- [Text block]:
--- START ---

In 1998, Ed Yakubowski registered a complaint with the Attorney-General about the handling of several unsolved cases, including Alexandra Wiwcharuk’s murder. The result was the creation of a police cold squad, but the question of who killed Alexandra Wiwcharuk remained resolutely unanswered.

November 30, 2002

On November 30, 2002 Sharon Butala was being invested as an Officer in the Order of Canada and, during a formal dinner, she found herself in conversation with the Governor-General, Adrienne Clarkson, and began to describe the story of Alex Wiwcharuk’s short life and brutal murder. The Governor-General, who had a long and distinguished career as a journalist and former host of the CBC’s “the fifth estate” urged Sharon Butala to contact Linden MacIntyre, which she did.
At this time Sgt. Neil Wylie, of the Saskatoon Police Service Major Crimes Unit, was beginning one last effort to find the killers of Alexandra Wiwcharuk. The challenge for the police is that so many witnesses have died, so many memories have faded. But, now technology may provide answers that memories cannot. Evidence from the 1962 crime scene was tested for DNA in the mid-1990s without success. But, the police are hoping that new advancements in DNA analysis will help them this time; help them to identify Alexandra Wiwcharuk’s killer.

2004

The Wiwcharuk family gives permission to the Saskatoon police to exhume Alex’s body. Hair missed during the original autopsy is discovered. It is sent to the RCMP lab in Regina.

2007

A high tech lab in Thunder Bay called Molecular World, finds a DNA profile that is not Alex’s. Saskatoon Police start collecting profiles from suspects or family members of dead suspects.
Two suspects are cleared. Billy McGaffin, the redhaired boy who saw Alex down at the river that night, is cleared as a suspect after police collect DNA from his daughter and brother. McGaffin died in 1998.
Leslie Klassen was only a teenager in 1962 but he was known to police. He had already served jail time for sex offenses including five convictions for indecent exposure starting in 1960. He has 19 convictions for indecent acts, two indecent assaults. In 1974, during sex with a 15 year old, the victim died from a blow to the head. She was buried in a snow bank. Now serving time in a federal penitentiary in British Columbia, Klassen was excluded as a DNA match.

--- END ---

- [Data shown]:

--- START ---

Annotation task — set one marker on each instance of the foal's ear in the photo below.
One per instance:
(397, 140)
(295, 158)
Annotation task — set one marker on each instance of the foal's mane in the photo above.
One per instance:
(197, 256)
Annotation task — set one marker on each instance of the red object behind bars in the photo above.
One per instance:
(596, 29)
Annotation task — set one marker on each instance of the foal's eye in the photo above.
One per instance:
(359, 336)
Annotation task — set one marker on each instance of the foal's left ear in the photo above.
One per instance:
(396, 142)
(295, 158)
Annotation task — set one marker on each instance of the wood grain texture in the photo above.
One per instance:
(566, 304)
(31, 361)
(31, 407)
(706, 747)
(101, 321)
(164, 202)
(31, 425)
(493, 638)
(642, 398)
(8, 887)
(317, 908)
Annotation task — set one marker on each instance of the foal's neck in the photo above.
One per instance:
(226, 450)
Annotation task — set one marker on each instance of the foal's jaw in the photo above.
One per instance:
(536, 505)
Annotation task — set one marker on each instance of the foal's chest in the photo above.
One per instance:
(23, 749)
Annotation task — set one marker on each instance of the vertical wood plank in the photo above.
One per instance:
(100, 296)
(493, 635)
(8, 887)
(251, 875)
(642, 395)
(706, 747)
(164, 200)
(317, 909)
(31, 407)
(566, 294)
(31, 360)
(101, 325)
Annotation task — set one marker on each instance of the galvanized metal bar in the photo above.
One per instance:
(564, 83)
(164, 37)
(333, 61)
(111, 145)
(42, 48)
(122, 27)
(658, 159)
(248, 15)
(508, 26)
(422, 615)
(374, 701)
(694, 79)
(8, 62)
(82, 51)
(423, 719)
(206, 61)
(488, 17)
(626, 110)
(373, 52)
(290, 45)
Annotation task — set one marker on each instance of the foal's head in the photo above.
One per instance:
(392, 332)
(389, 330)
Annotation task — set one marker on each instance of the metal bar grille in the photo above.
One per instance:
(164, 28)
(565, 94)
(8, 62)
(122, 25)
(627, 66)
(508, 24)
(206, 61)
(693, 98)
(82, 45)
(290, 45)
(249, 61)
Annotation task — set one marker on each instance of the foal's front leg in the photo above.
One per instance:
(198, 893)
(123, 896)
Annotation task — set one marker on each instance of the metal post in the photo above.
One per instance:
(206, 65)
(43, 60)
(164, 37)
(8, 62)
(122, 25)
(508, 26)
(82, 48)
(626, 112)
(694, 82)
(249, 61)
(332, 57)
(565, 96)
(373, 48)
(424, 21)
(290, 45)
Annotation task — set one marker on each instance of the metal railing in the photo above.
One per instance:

--- END ---
--- START ---

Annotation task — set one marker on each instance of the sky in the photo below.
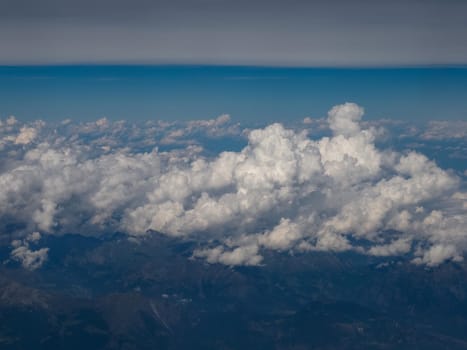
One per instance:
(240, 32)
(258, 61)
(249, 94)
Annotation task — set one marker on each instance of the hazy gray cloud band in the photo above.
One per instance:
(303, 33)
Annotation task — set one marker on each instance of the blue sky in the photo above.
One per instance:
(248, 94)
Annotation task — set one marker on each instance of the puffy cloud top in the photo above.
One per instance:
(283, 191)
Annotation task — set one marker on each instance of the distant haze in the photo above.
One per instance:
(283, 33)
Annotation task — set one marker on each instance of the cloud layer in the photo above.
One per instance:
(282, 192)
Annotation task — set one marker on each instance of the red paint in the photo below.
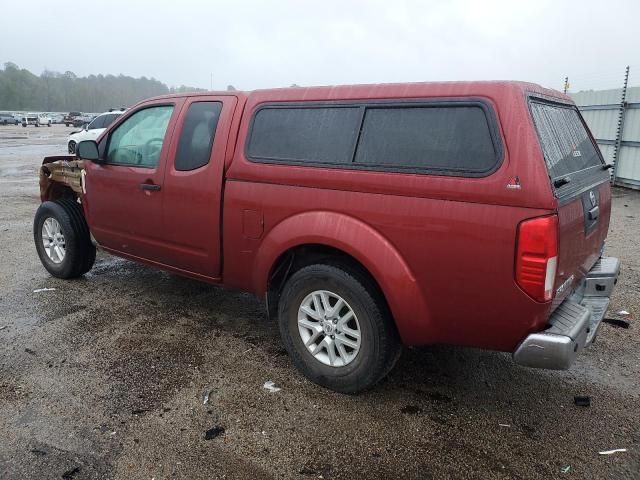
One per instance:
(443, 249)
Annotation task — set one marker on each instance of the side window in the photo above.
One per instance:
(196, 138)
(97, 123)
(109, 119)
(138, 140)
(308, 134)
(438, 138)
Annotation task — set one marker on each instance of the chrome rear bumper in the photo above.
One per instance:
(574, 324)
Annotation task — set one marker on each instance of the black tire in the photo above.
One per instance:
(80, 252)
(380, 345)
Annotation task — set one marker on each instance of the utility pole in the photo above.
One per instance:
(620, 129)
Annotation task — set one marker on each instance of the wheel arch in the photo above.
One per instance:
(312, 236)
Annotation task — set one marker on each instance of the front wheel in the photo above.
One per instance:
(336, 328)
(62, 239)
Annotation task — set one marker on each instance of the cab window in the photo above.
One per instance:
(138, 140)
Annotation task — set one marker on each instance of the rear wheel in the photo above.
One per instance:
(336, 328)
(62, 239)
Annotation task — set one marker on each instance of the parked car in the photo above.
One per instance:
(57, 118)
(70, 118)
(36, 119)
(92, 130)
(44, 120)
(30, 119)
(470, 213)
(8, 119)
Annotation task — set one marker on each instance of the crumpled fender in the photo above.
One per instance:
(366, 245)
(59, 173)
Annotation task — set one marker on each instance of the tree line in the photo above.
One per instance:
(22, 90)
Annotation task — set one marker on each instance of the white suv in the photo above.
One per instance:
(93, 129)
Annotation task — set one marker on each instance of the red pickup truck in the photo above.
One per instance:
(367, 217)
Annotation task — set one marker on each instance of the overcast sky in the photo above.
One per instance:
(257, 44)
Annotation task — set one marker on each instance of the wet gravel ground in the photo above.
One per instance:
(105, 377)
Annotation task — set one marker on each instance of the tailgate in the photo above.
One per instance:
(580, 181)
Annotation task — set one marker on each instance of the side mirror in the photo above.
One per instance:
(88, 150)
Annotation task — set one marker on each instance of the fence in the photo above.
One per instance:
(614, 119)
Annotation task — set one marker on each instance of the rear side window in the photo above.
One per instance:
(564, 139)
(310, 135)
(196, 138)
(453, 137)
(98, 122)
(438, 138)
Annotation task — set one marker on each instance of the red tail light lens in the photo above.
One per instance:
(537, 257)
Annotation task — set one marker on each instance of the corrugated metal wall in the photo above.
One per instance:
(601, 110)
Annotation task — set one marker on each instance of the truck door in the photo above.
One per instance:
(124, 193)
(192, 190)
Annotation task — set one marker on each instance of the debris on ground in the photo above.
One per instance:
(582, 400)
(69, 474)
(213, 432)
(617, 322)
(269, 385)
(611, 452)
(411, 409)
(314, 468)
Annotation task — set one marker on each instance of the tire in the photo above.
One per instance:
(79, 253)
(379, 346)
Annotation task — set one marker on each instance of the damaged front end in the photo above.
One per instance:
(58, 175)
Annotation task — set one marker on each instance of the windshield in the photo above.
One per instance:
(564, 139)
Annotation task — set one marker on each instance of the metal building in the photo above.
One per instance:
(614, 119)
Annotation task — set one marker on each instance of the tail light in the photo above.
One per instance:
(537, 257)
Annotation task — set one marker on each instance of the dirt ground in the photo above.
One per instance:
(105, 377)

--- END ---
--- START ---

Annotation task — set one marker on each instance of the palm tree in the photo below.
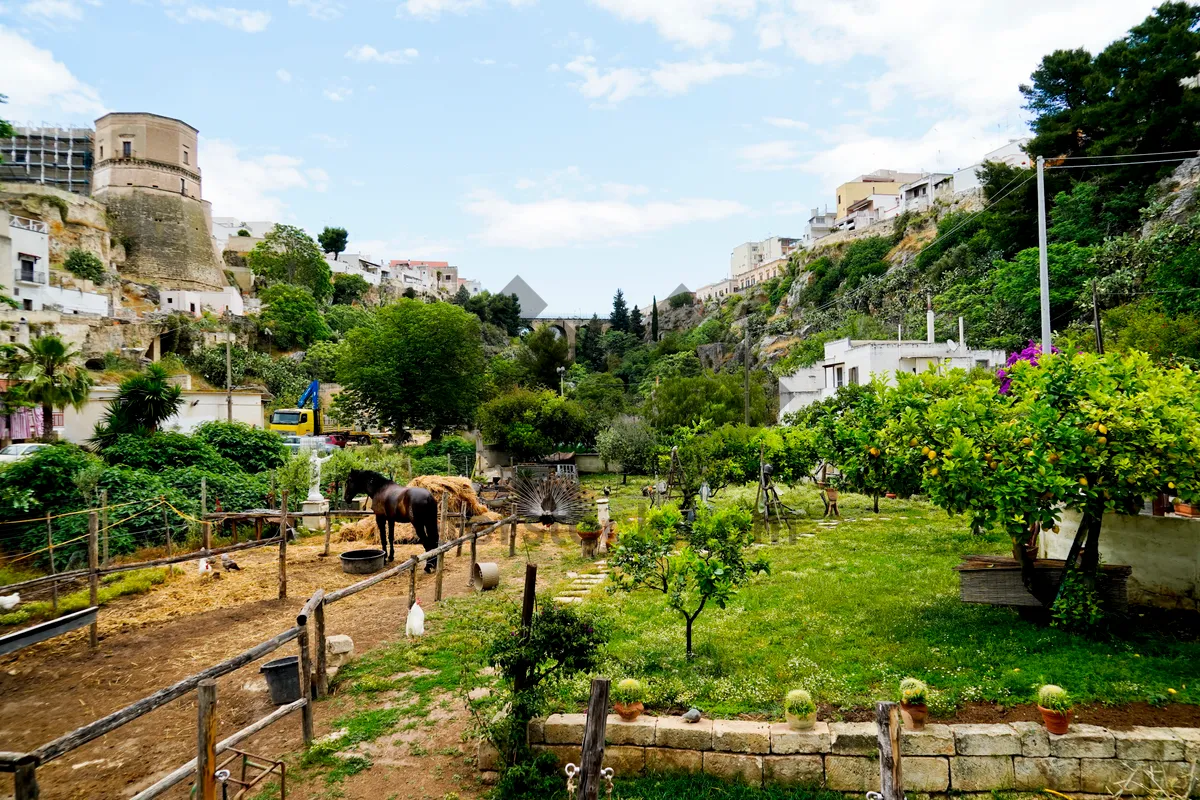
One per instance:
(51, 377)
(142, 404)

--- END ---

- [Problems and tasks]:
- 1) In the text on the Alexandra Wiwcharuk case, condense the paragraph beginning "Leslie Klassen was only a teenager" into a short bulleted list that keeps its main facts.
- 2) Answer these questions using the text on the Alexandra Wiwcharuk case:
(a) What was created as a result of Ed Yakubowski's 1998 complaint?
(b) Where was the hair found after the exhumation sent?
(c) Which lab found a DNA profile that was not Alex's, and in what city is it?
- 3) Continue the text on the Alexandra Wiwcharuk case from its final sentence.

- [Outputs by task]:
- 1)
- Leslie Klassen was a teenager in 1962 but was already known to police.
- He had served jail time for sex offenses, including five convictions for indecent exposure starting in 1960.
- He has 19 convictions for indecent acts and two for indecent assault.
- In 1974 a 15-year-old died from a blow to the head during sex with him and was buried in a snow bank.
- He is serving time in a federal penitentiary in British Columbia.
- DNA testing excluded him as a match.

- 2)
(a) A police cold squad.
(b) To the RCMP lab in Regina.
(c) Molecular World, in Thunder Bay.

- 3)
2008

Police are in the process of matching the profile against 13 “persons of interest”. Several people have been excluded through DNA comparisons.

April 2008

Sharon Butala’s book on Alex’s murder called The Girl in Saskatoon: A Meditation on Friendship, Memory and Murder is released. Hundreds of people in Saskatoon attend her readings.

May 2008

Alex’s four nieces Patty Storie, 49, Lorain Phillips, 57, Lynn Gratrix, and Gwen Taralson, read Butala’s book and decide to actively investigate their Aunt’s murder. Only children at the time of their Aunt’s murder, they vowed when they grew up to solve it. According to Storie, the book gave them a needed “kick in the pants.” Over the next couple of months they interview over 100 people and came up with four theories and suspects in the murder of their Auntie Alex.

October 1, 2008

The nieces unveil a billboard in downtown Saskatoon at the corner of 25th Street and Second Avenue asking for tips to their Aunt’s murder . It has a toll free number on it, 1-866-794-1962. In the first week the nieces receive over forty calls. The four nieces who live in British Columbia, New York, and Alberta, will return to Saskatoon every couple of months to follow up on any leads.